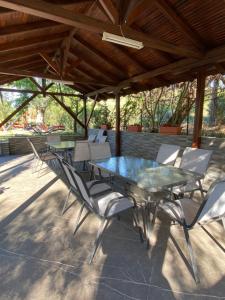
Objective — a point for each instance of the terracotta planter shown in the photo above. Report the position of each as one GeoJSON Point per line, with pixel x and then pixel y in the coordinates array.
{"type": "Point", "coordinates": [105, 126]}
{"type": "Point", "coordinates": [134, 128]}
{"type": "Point", "coordinates": [170, 130]}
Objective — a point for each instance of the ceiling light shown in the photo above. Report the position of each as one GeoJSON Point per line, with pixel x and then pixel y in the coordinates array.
{"type": "Point", "coordinates": [121, 40]}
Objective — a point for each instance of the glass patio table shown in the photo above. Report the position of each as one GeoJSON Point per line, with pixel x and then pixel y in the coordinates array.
{"type": "Point", "coordinates": [61, 146]}
{"type": "Point", "coordinates": [148, 175]}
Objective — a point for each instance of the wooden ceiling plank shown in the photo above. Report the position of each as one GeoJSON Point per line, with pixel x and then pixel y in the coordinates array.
{"type": "Point", "coordinates": [213, 56]}
{"type": "Point", "coordinates": [24, 73]}
{"type": "Point", "coordinates": [182, 25]}
{"type": "Point", "coordinates": [99, 55]}
{"type": "Point", "coordinates": [110, 10]}
{"type": "Point", "coordinates": [50, 62]}
{"type": "Point", "coordinates": [34, 27]}
{"type": "Point", "coordinates": [31, 42]}
{"type": "Point", "coordinates": [137, 11]}
{"type": "Point", "coordinates": [49, 11]}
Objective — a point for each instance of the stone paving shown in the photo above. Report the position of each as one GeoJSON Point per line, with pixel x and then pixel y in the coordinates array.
{"type": "Point", "coordinates": [41, 259]}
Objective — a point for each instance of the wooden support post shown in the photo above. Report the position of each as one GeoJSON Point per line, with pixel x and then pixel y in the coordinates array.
{"type": "Point", "coordinates": [85, 118]}
{"type": "Point", "coordinates": [18, 109]}
{"type": "Point", "coordinates": [199, 102]}
{"type": "Point", "coordinates": [69, 110]}
{"type": "Point", "coordinates": [117, 137]}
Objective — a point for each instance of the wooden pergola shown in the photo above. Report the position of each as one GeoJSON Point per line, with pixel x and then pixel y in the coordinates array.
{"type": "Point", "coordinates": [62, 40]}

● ● ●

### What is expected
Could you write out, unchanged, the line with "Objective — a point for each instance of the wooden support" and every line after it in the data above?

### Result of this exercise
Objective — a point for each instance of the wooden support post shown in the photo above. Report the position of each as one GeoJSON Point per line, with pixel x and then pixel y in the coordinates array.
{"type": "Point", "coordinates": [85, 118]}
{"type": "Point", "coordinates": [18, 109]}
{"type": "Point", "coordinates": [199, 102]}
{"type": "Point", "coordinates": [69, 110]}
{"type": "Point", "coordinates": [117, 137]}
Objective — a point for each instance of the wooden pergola shown in the photo above. Report the position of each as one GeoJSON Point per line, with pixel x and then pixel y in the coordinates array.
{"type": "Point", "coordinates": [62, 40]}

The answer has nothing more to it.